═══ Source records

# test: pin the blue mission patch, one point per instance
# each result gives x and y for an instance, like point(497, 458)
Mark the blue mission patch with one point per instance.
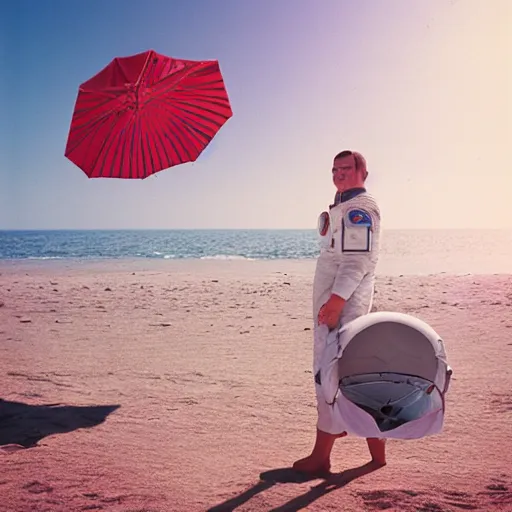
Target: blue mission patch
point(359, 217)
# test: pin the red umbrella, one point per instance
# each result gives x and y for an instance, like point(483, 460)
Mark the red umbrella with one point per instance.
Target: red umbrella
point(145, 113)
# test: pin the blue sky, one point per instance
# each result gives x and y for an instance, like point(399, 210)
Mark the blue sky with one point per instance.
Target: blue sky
point(422, 89)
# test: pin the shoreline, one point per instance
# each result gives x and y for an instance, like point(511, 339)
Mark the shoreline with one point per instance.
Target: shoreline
point(203, 377)
point(204, 266)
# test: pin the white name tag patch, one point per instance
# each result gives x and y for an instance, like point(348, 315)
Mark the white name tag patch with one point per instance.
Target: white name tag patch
point(356, 231)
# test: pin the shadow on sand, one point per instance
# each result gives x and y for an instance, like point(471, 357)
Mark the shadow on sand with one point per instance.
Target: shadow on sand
point(25, 425)
point(288, 475)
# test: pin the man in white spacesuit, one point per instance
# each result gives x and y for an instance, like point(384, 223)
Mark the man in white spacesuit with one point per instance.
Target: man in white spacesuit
point(343, 288)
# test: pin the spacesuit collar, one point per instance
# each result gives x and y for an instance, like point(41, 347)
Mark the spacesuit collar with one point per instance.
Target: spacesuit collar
point(341, 197)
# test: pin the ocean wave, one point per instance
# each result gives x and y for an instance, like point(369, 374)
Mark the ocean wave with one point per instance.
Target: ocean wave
point(227, 257)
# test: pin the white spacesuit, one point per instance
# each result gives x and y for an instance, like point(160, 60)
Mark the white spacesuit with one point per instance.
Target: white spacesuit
point(350, 240)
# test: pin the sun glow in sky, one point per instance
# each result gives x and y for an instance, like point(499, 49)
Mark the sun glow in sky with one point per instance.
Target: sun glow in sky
point(422, 89)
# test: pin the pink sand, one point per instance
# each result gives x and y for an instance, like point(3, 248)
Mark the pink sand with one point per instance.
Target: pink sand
point(209, 363)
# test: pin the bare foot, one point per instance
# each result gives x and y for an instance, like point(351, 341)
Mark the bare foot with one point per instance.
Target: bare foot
point(377, 449)
point(313, 465)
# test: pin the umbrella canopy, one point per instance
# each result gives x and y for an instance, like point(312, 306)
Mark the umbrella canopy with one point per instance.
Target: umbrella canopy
point(145, 113)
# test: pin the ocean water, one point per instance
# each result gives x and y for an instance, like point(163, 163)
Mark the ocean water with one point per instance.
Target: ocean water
point(403, 251)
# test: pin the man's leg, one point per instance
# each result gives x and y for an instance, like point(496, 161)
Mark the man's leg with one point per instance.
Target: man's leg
point(319, 462)
point(377, 449)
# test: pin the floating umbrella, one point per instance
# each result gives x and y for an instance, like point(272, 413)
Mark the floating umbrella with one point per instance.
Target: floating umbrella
point(145, 113)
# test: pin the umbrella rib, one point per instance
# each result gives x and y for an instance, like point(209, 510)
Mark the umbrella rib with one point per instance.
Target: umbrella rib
point(189, 116)
point(186, 154)
point(180, 105)
point(157, 135)
point(102, 153)
point(92, 127)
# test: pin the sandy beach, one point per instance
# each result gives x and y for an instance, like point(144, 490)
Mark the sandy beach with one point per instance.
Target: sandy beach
point(186, 386)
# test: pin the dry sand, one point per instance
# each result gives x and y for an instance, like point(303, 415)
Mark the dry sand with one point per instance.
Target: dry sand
point(186, 386)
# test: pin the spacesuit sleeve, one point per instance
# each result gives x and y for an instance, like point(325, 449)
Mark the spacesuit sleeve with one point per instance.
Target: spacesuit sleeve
point(359, 227)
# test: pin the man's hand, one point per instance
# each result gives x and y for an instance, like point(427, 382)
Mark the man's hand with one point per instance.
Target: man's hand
point(330, 312)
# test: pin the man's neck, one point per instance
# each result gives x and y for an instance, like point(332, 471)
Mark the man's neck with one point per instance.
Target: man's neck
point(350, 193)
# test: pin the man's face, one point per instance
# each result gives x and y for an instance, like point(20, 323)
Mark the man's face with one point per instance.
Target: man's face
point(344, 175)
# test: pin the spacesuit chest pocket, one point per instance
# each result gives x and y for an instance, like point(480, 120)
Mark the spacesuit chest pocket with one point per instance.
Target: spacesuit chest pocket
point(356, 231)
point(324, 229)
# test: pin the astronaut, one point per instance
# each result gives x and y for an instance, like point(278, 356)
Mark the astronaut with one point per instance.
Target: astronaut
point(343, 289)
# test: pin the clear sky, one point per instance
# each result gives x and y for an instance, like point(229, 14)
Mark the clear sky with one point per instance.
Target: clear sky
point(422, 88)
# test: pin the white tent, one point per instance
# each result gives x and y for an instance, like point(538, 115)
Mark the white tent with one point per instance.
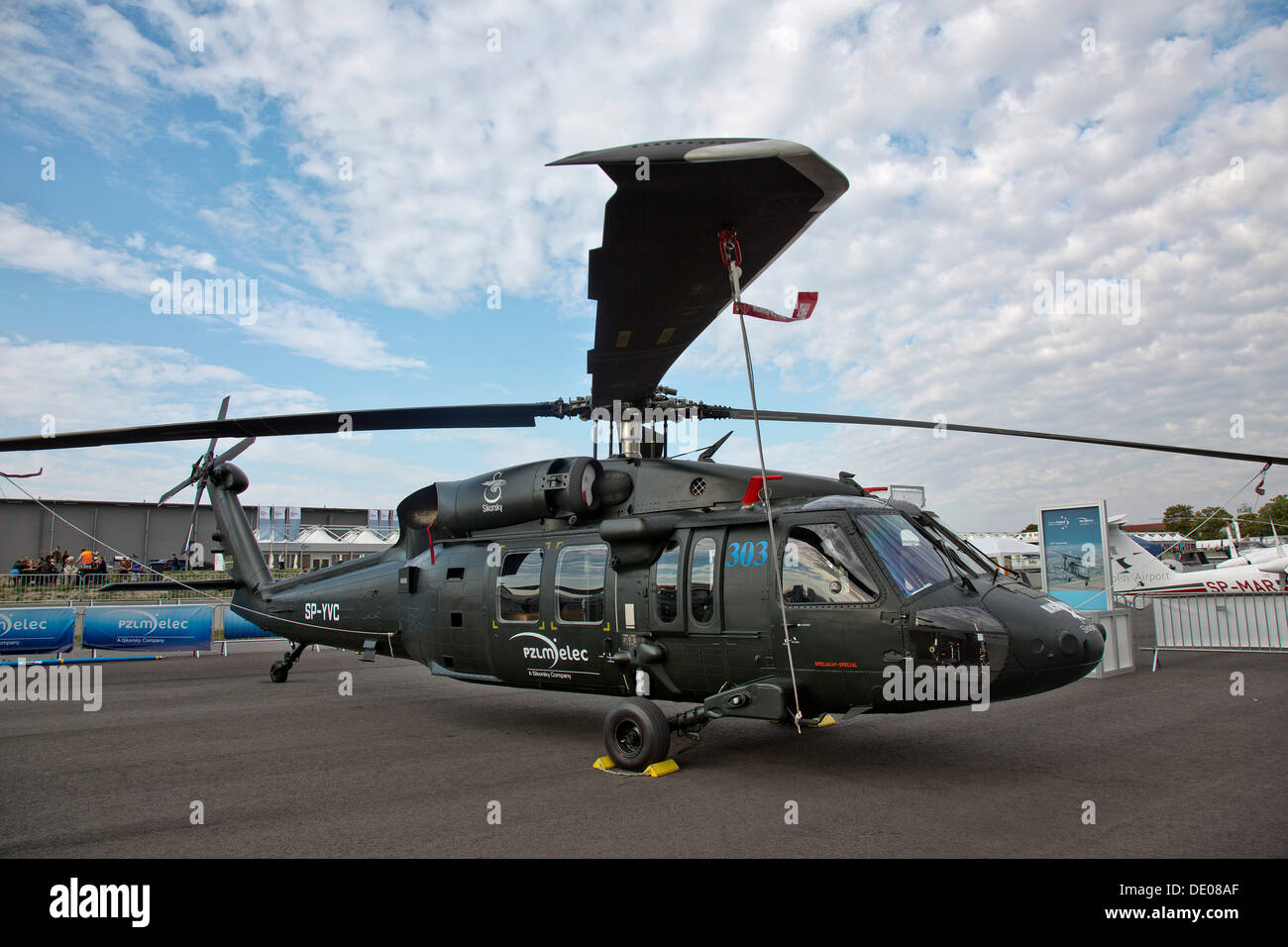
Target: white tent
point(993, 547)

══════

Everything from the line with "# test: pin the man's face, one" through the final line of the records above should be written out exactly, minus the pictures.

# test: pin the man's face, one point per instance
# each result gives x and y for an instance, like point(20, 323)
Mark the man's face with one point per instance.
Target: man's face
point(344, 175)
# test: pin the spacesuit chest pocket, one point per instance
# each result gives x and y for an instance, like point(480, 120)
Mark the spacesuit chest pocket with one point per instance.
Target: spacesuit chest pocket
point(356, 231)
point(324, 229)
# test: pin the astronaut, one point per instance
# each result gives x and y for an instance, like point(278, 356)
Mark the astronaut with one point per instance.
Target: astronaut
point(343, 289)
# test: pin the clear sky, one point per instance
# each result gives x and y for an instance, like point(229, 14)
Mark the clear sky with one point per instance.
Target: clear sky
point(422, 88)
# test: pin the white tent, one point per instance
# each result gives x and y for an instance, like point(538, 115)
Mark the white tent with one point per instance.
Target: white tent
point(993, 547)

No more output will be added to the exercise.